However, most (all?) of those issues should now be fixed, in no small part thanks to the help I got from Jacques Distler when i had problems getting his MTValidate plugin up and running. Thanks, Jaqcues. I won’t forget those beers I promised you :-).

So what do the changes mean for anyone posting comments here? A number of things:

  1. Only HTML 4.01 Strict is accepted. If your comment contains invalid HTML, a list of validation errors will be displayed, and you will be asked to correct the errors. Your comment cannot be posted until you have done that. No more blockquote elements with inline content, which I complained about in Use only block-level elements in blockquotes ;-).
  2. Markdown is still the preferred method for marking up comments, but the HTML elements and attributes created by Markdown can be entered manually if you prefer doing that.
  3. Markdown should work properly now, so you can post code examples and use backticks (`) to create code elements.
  4. Escaped entities are no longer unescaped by the comment preview, so you don’t have to retype all those < and > entities that took you so long to enter. This has been a bug in my comment preview for a couple of years or so. It turned out to be an embarrassingly simple fix, again thanks to Jacques.
  5. There should be less spam. Not that I think most readers will have noticed much of it since I am pretty quick at removing spam (and I am considering more and more comments that look legitimate at first glance to be spam), but I do get hit by spam floods every now and then. Spam robots should find it harder to post comments now that i am Forcing Comment Previews.

In case you’ve accidentally entered invalid markup in a comment recently, now you know what’s up with the error message you got.

====

▸ **GOAL 1**
In the comment-changes post, give the opening sentence of each numbered change.
▸ **GOAL 2**
Reproduce the comment-changes post from "4. Escaped entities" up to and including "Forcing Comment Previews.".
▸ **GOAL 3**
According to the comment-changes post, which plugin did the author have trouble getting up and running?

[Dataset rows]
====

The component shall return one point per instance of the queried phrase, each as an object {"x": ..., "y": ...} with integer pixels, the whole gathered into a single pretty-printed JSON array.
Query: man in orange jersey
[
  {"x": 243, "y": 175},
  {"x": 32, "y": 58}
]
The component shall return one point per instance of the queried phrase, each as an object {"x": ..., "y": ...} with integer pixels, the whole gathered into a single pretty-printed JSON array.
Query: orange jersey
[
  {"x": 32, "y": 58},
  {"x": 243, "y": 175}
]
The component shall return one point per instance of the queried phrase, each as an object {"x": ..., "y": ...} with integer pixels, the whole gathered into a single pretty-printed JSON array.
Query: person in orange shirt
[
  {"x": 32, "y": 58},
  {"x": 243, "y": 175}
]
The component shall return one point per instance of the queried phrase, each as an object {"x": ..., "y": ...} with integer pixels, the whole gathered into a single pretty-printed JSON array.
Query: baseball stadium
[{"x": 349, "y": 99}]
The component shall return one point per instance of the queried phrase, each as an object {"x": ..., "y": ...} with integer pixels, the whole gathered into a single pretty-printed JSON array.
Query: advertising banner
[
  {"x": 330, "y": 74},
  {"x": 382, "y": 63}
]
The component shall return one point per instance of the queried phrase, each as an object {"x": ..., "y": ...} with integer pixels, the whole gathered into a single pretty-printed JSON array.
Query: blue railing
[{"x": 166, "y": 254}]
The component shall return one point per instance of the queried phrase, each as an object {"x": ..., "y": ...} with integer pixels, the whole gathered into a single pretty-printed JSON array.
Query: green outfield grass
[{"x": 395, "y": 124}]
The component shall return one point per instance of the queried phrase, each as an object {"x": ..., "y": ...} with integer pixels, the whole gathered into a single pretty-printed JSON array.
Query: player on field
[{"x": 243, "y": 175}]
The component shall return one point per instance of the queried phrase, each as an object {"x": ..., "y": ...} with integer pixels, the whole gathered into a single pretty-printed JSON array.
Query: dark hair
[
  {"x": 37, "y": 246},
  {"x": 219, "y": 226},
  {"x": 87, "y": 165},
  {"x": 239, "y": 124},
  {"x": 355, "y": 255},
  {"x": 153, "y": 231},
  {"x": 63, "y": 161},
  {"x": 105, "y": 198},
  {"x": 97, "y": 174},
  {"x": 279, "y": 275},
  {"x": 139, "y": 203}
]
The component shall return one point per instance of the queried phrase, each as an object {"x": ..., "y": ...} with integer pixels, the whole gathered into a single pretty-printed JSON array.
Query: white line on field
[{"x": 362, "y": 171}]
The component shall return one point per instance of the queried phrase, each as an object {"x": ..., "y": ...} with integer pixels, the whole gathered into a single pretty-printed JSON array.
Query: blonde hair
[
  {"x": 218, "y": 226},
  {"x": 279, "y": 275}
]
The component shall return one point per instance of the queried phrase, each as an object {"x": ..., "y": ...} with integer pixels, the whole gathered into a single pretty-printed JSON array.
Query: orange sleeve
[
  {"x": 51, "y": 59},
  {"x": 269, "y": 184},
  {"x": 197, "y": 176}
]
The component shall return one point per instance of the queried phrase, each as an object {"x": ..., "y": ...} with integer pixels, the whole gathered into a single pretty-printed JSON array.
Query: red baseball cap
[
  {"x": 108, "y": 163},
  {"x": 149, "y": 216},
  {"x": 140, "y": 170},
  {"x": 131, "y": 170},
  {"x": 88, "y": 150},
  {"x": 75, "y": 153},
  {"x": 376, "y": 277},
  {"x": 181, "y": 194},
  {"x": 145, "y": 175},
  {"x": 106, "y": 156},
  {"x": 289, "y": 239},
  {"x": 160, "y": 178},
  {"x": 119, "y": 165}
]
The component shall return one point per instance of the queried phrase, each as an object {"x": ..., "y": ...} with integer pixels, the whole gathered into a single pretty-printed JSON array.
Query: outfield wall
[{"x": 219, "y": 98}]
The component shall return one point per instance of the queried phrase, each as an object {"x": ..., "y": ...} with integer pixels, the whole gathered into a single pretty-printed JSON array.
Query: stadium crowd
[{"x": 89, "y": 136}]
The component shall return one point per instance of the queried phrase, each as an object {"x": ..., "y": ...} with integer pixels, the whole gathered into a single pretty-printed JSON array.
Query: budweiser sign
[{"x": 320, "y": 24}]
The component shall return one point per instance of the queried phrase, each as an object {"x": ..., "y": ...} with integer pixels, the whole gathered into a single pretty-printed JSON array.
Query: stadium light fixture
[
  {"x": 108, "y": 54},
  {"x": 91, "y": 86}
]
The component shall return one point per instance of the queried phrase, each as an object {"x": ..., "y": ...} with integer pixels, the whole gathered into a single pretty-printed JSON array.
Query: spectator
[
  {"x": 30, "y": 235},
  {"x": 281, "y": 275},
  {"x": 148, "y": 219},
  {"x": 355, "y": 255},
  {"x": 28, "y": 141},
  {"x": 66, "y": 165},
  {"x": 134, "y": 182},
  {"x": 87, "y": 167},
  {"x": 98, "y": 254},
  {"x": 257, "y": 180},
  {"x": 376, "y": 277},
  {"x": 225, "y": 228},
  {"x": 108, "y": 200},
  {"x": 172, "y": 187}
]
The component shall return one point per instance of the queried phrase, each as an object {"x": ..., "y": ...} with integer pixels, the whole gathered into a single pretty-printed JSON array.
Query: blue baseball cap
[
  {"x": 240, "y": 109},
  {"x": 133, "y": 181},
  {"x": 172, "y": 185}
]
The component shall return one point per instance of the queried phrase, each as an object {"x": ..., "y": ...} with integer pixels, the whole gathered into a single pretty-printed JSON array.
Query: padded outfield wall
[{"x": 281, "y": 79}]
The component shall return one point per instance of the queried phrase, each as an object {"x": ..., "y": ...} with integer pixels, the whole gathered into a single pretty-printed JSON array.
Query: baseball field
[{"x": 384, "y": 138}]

====

▸ **PROBLEM SOLUTION 1**
1. Only HTML 4.01 Strict is accepted.
2. Markdown is still the preferred method for marking up comments, but the HTML elements and attributes created by Markdown can be entered manually if you prefer doing that.
3. Markdown should work properly now, so you can post code examples and use backticks (`) to create code elements.
4. Escaped entities are no longer unescaped by the comment preview, so you don’t have to retype all those < and > entities that took you so long to enter.
5. There should be less spam.

▸ **PROBLEM SOLUTION 2**
4. Escaped entities are no longer unescaped by the comment preview, so you don’t have to retype all those < and > entities that took you so long to enter. This has been a bug in my comment preview for a couple of years or so. It turned out to be an embarrassingly simple fix, again thanks to Jacques.
  5. There should be less spam. Not that I think most readers will have noticed much of it since I am pretty quick at removing spam (and I am considering more and more comments that look legitimate at first glance to be spam), but I do get hit by spam floods every now and then. Spam robots should find it harder to post comments now that i am Forcing Comment Previews.

▸ **PROBLEM SOLUTION 3**
Jacques Distler's MTValidate plugin.